Passage given =
________________________
To non-technical people, the 80486 is a fast 80386DX with an on-board math co-processor and 8K of cache memory. It is not really a newer technology as such (only second generation), but better use is made of its facilities. For example, it takes fewer instruction cycles to do the same job, and is optimized to keep as many operations inside the chip as possible. The 386 pre-fetch unit was replaced by 8K of SRAM cache, and pipelining was replaced by burst mode, which works on the theory that most of the time spent getting data concerns its address. Burst allows a device to send large amounts of data in a short time without interruption. Pipelining on the 386 requires 2 clocks per transfer; only one is needed with 486 Burst Mode. Memory parity checks also take their own path at the same time as the data they relate to. The 486 has an on-board clock, and both edges of the square wave signal are used to calculate the clock signal, so the motherboard runs at the same speed as the CPU. In addition, the bus system uses a single pulse cycle. Generally speaking, at the same clock speed, a 486 will deliver between 2-3 times the performance of a 386.
________________________
Records shown =
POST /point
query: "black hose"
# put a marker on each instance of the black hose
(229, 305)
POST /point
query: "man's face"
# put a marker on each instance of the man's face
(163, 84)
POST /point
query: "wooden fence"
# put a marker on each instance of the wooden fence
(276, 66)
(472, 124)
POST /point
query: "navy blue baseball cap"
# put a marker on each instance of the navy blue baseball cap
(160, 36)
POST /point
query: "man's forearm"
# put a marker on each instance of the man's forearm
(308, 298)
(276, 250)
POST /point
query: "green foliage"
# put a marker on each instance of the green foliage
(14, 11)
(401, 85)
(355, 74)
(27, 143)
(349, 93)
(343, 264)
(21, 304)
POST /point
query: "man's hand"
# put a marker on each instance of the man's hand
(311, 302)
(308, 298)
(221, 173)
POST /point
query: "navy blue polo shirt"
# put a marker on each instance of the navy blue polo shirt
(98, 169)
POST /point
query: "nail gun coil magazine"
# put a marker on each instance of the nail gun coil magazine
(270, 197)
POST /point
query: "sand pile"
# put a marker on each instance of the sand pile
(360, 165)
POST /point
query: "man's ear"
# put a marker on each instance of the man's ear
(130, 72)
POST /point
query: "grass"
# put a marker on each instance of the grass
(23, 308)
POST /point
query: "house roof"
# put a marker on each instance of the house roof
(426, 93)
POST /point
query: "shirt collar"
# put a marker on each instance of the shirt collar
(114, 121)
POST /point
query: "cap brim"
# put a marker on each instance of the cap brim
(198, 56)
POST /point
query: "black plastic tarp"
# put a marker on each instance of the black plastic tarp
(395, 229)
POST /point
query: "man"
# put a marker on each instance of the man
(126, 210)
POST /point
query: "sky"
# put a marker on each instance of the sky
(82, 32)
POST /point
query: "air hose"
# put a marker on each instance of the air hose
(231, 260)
________________________
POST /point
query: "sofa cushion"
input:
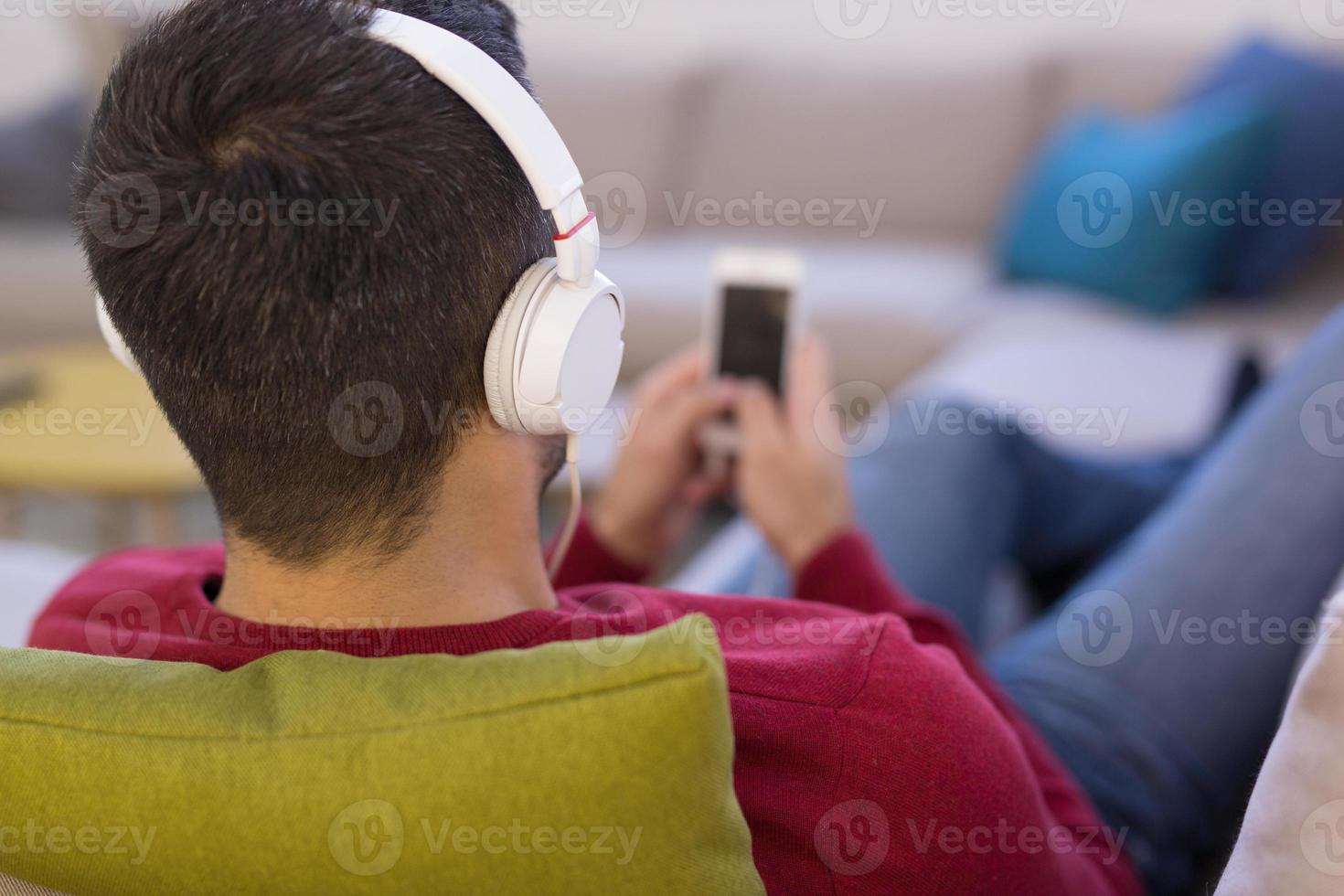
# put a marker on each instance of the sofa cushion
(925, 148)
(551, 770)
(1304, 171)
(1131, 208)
________________________
Given problem =
Could you reproduce the passage on the 80486 above word for word, from its first sentence to its last?

Task solution =
To non-technical people, the 80486 is a fast 80386DX with an on-board math co-processor and 8K of cache memory. It is not really a newer technology as such (only second generation), but better use is made of its facilities. For example, it takes fewer instruction cycles to do the same job, and is optimized to keep as many operations inside the chip as possible. The 386 pre-fetch unit was replaced by 8K of SRAM cache, and pipelining was replaced by burst mode, which works on the theory that most of the time spent getting data concerns its address. Burst allows a device to send large amounts of data in a short time without interruption. Pipelining on the 386 requires 2 clocks per transfer; only one is needed with 486 Burst Mode. Memory parity checks also take their own path at the same time as the data they relate to. The 486 has an on-board clock, and both edges of the square wave signal are used to calculate the clock signal, so the motherboard runs at the same speed as the CPU. In addition, the bus system uses a single pulse cycle. Generally speaking, at the same clock speed, a 486 will deliver between 2-3 times the performance of a 386.